DIRECTIONS:
[A] Can you reproduce, word for word, the part of the Reformation Sunday reflection starting with "Thank you. Thank" and going on through "So, this happened."?
[B] Would you carry on the Reformation Sunday reflection from the point where it stops?

--- Begin DOCUMENT SECTION ---

I know this is not the usual way I begin my Sunday morning reflection, but I spent some time this week preparing a special musical selection which I would like to share with you this morning.
Happy Anniversary to you.
Happy Anniversary to you.
Happy Anniversary Reformation.
Happy Anniversary to you.
Thank you. Thank you.
I know…
It is either I should not quit my day job or I should just stop here because anything more would just be going downhill.
So, this happened.
At least the way the remembered story goes.
500 years ago, on October 31, 1517, the Roman Catholic monk and university lecturer, Martin Luther, took on the Roman Catholic Church and divided the Christian world by nailing his 95 complaints against the Church to the door of All Saints Church in Wittenberg, Germany. Because of his actions and his refusal to recant, he was excommunicated by the Pope and branded an outlaw by the Emperor. While history is always more nuanced than remembered story, his actions are credited with launching what became known as the Protestant Reformation which means you and I can worship here this morning rather than in St. Patrick’s Church on the other side of the Village Green.
Reformation Sunday, which on Protestant church calendars, is always celebrated on the last Sunday in October, is not a day I usually pay much attention to, but obviously today is different. Today, the 500th anniversary of Martin Luther’s infamous act, is an opportunity for us to think together about who we are and who we are called to be. And, to think together about what “church” means for you and for me, but also, and maybe more importantly, what “church” might mean for those who, because of perceptions or misperceptions or reality turn their back on religion and for those who hold faith at arm’s length and who may never set foot inside these doors or set foot inside anyplace which has church as a part of its name.

--- End DOCUMENT SECTION ---
--- Begin DATASET ---

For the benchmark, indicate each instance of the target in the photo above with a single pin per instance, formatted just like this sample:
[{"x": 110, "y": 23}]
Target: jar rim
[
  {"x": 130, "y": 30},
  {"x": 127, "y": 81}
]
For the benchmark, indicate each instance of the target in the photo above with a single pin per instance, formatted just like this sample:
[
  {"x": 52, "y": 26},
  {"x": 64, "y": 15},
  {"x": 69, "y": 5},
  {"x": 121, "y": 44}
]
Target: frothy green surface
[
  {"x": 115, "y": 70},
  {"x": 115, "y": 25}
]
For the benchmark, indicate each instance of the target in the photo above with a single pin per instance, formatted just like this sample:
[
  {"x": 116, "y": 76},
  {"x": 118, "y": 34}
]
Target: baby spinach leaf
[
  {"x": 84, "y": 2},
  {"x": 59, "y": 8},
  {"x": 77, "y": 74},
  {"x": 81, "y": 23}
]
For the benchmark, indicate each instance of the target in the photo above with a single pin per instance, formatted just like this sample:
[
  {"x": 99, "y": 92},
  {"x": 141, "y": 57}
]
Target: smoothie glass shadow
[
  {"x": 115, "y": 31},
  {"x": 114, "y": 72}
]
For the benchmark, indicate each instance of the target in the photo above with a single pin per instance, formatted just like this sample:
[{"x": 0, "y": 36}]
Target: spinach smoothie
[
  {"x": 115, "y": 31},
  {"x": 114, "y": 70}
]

--- End DATASET ---
--- Begin DATASET ---

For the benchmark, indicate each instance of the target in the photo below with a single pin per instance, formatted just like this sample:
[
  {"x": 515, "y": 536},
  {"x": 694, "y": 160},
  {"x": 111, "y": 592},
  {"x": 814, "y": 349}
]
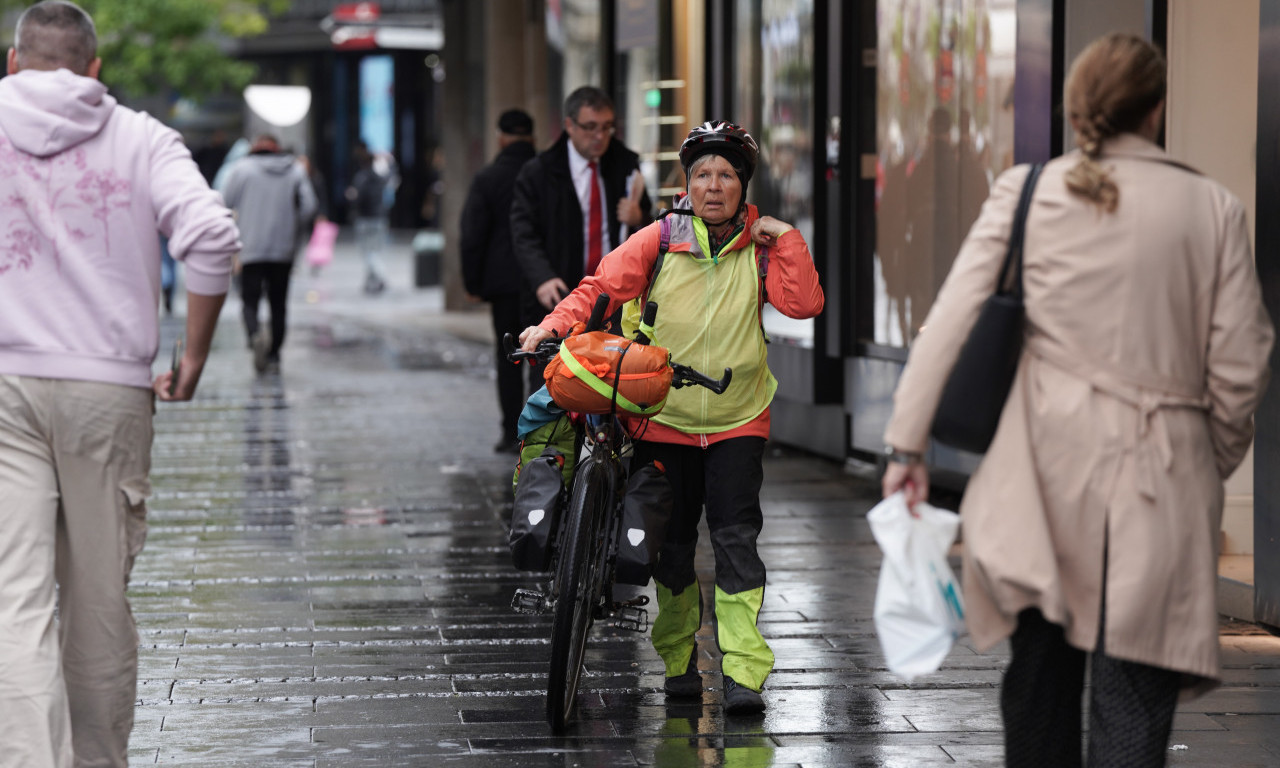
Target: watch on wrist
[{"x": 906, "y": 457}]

--- End DATASET ---
--- Begin DATASET ---

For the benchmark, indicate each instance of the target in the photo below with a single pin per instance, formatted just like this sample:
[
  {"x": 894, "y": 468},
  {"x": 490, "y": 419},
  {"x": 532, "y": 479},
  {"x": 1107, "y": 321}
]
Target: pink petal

--- End DATASET ---

RESPONSES PER TASK:
[A]
Thank you. Thank you.
I know…
It is either I should not quit my day job or I should just stop here because anything more would just be going downhill.
So, this happened.

[B]
The sermon title for this morning is “7 Last Words” referencing that pithy, church professional saying about the seven last words of the church which are “We have always done it that way.” Luther’s 95 complaints against the Roman Catholic Church were more thoughtful and more theological than that, but in some ways he was saying, “We don’t have to do it that way.” Even, “We need to do it differently…we need to be different today than yesterday.” because if we don’t whatever word of hope we have to speak, whatever light we have to add, whatever witness we have to make will be lost because no one will hear or see or care.
All of this was prompted not only by the date on the calendar, but by the fact that this morning we baptized Samuel and later this afternoon Kathy DiBiasi and I will gather with 7 or 8 Ninth graders and begin our Confirmation program for this year. Which prompts this question….
How will we….
Not just Kathy and I, but you as well.
How will we talk with them – with Samuel and others his age and with our high school students and with others their age – about God and faith and church? How will we describe and model what it means to be a Christian? How will describe and model what it means to follow in the way and in the spirit of Jesus? How will we help them be strong enough and deep enough that they hold onto values embedded in our faith which stand counter to hatred and bigotry and to our predisposition to violence as a way to resolve problems. All of that in a world that you and I can only begin to imagine. Or maybe even a world we can’t imagine at all.
Let’s be honest.
We may not like it.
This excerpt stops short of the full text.